__DATA EXTRACTS__.

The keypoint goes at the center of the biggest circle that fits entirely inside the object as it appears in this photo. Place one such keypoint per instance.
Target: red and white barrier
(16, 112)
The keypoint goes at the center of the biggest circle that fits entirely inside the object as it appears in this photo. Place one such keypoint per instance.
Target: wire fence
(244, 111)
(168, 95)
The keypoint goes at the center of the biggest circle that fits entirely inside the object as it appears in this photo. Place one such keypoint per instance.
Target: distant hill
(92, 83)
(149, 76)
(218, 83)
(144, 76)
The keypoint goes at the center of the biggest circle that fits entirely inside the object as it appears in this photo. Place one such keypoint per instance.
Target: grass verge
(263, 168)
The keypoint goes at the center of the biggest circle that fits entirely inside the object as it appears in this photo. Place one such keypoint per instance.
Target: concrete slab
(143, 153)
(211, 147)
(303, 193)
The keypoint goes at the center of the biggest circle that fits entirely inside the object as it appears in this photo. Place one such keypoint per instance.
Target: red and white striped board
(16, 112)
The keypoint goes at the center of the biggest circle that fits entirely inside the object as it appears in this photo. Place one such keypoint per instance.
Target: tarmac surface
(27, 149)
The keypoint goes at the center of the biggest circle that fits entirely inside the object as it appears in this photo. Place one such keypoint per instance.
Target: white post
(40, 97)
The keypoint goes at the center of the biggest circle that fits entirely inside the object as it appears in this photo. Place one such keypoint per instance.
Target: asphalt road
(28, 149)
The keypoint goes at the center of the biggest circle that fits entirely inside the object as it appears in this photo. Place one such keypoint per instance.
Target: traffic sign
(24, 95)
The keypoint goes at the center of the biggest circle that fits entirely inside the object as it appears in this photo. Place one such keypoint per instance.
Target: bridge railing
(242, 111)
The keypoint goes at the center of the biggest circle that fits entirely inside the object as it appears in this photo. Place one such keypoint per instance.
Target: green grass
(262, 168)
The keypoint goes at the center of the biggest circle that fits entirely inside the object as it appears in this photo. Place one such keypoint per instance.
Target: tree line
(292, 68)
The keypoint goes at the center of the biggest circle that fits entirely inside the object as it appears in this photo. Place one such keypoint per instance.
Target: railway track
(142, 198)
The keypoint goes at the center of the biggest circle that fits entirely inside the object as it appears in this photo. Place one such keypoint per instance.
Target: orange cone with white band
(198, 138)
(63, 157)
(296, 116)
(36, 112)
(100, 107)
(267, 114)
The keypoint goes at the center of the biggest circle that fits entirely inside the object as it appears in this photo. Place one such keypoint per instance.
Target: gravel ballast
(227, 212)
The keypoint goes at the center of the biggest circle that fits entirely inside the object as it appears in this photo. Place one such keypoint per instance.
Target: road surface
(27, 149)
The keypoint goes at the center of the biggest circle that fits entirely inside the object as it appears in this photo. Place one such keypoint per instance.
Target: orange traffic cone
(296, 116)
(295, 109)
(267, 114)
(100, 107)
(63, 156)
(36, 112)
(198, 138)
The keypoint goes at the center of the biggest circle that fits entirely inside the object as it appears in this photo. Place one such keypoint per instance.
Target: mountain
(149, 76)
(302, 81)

__WORK TASK__.
Give back all the records exactly as they stand.

__WRITTEN ANSWER__.
The keypoint goes at the center of the biggest circle that fits entirely inside the object as it appears in this photo. Place one such keypoint per instance.
Target: red and white barrier
(16, 112)
The keypoint goes at the center of the biggest circle that fits entirely inside the object as it appears in this photo. Place one such keypoint per instance.
Target: wire fence
(244, 111)
(168, 95)
The keypoint goes at the center of the biggest circle that fits entirely inside the object as it appears in this photo. Place one such keypoint per instance.
Target: distant hill
(92, 83)
(149, 76)
(218, 83)
(144, 76)
The keypoint goes at the center of the biggest circle that fits entirely inside the object as it appears in this photo. Place one such keypoint per instance.
Target: grass verge
(263, 168)
The keypoint goes at the center of the biggest circle that fits entirely inside the object as it appears in this photo. Place one such keypoint per instance.
Target: concrete slab
(143, 153)
(211, 147)
(303, 193)
The keypoint goes at the center of the biggest circle that fits entirely inside the object as it appears in this photo. Place one such keypoint per instance.
Target: red and white striped board
(16, 112)
The keypoint goes at the center of the biggest circle that fits entirely inside the object as it appears in this photo. Place one such keypoint per instance.
Target: tarmac surface
(27, 149)
The keypoint goes at the center of the biggest circle that fits entirely inside the object as it appears in this photo. Place one such keypoint per instance.
Target: white post
(40, 97)
The keypoint goes at the center of the biggest circle that fits entirely inside the object as it appears in this photo. Place one such keypoint per instance.
Target: asphalt road
(28, 149)
The keypoint goes at the center of the biggest circle that fits entirely inside the object as it appears in this photo. Place one such keypoint per instance.
Target: traffic sign
(24, 95)
The keypoint goes at the center of the biggest circle that fits entirely inside the object as it appears in this photo. Place one such keypoint per instance.
Target: bridge railing
(242, 111)
The keypoint goes at the center of the biggest circle that fits entirely inside the object as it appears in this photo. Place one such keypoint per instance.
Target: green grass
(262, 168)
The keypoint goes at the center of the biggest circle that fits entirely inside the object as it appears in this photo. Place one such keypoint per instance.
Target: tree line
(292, 68)
The keypoint goes at the center of the biggest circle that fits entirely inside the object as it appears in this photo. Place one such keypoint per instance.
Target: railway track
(142, 198)
The keypoint goes at the center of the biggest circle that fits entirely inside the object as it appears in this photo. Place one such keypoint per instance.
Target: orange cone with white band
(198, 138)
(63, 157)
(296, 116)
(36, 112)
(100, 107)
(267, 114)
The keypoint goes at the center of the biggest circle that fits entirely inside the object as it appears in this photo. Place one such keypoint per instance.
Target: gravel ballast
(227, 212)
The keypoint goes at the center of the biggest circle that fits entirely inside the object as it appears in this photo. Place one such keypoint per instance.
Target: road surface
(27, 149)
The keypoint goes at the center of the biggest circle that fits entirely inside the object as it appears in this photo. Place one such keypoint per instance.
Target: orange traffic cone
(296, 116)
(295, 109)
(267, 114)
(100, 107)
(63, 156)
(36, 112)
(198, 138)
The keypoint goes at the center of the biggest circle that fits entirely inside the object as it appears in this photo. Place one such keypoint per instance.
Target: mountain
(149, 76)
(302, 81)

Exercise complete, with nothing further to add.